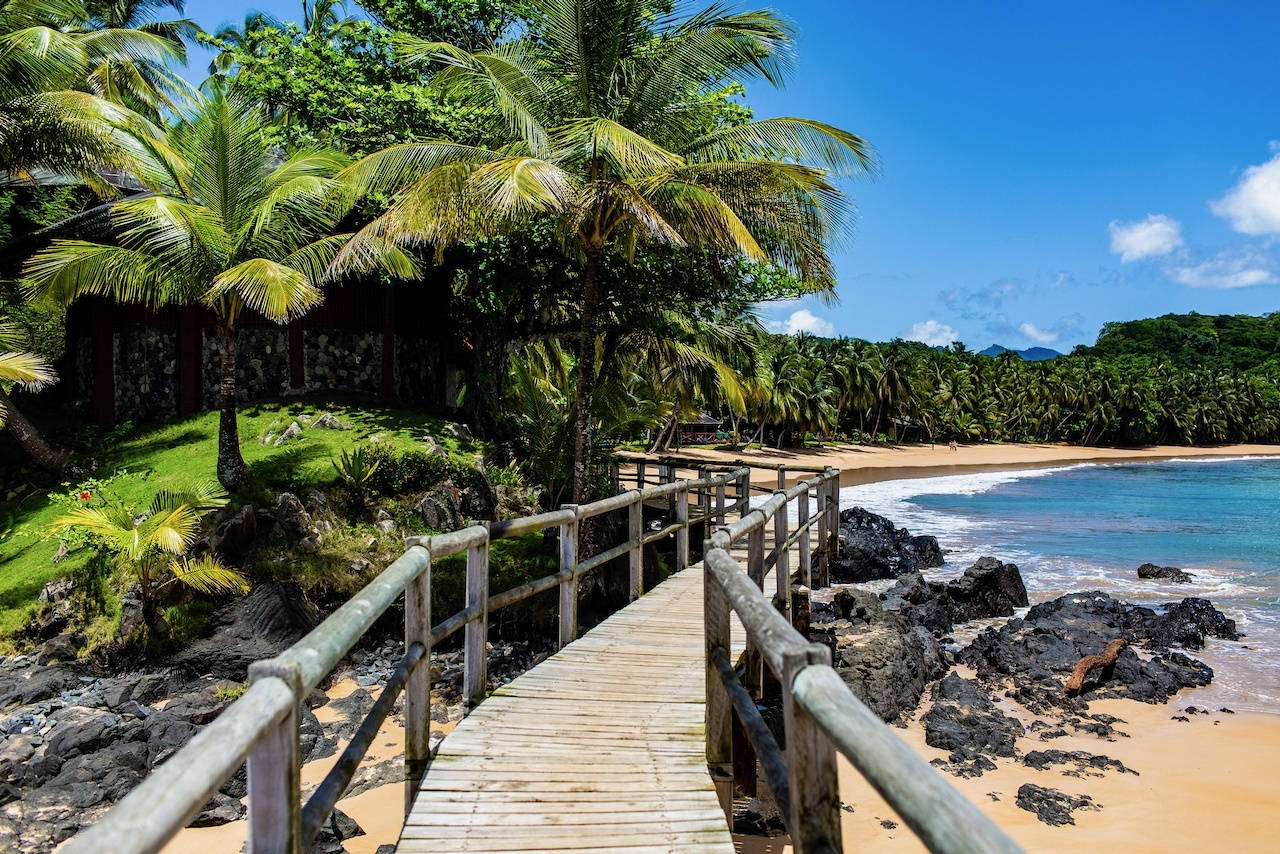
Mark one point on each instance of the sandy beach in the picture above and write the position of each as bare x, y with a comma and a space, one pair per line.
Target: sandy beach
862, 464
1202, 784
--
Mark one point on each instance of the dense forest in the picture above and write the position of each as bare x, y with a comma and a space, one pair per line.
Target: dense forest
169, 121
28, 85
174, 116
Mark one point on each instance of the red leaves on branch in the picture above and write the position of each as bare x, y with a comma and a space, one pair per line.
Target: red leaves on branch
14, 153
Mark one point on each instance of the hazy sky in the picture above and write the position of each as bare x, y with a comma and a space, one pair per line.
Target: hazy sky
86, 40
--
▶ **Directions**
Pick out each line in the items above that contains the word "Target" and copy those lines.

▶ **Output for this task**
Target: sandy beach
Target: dense forest
Target: red leaves on branch
Target: hazy sky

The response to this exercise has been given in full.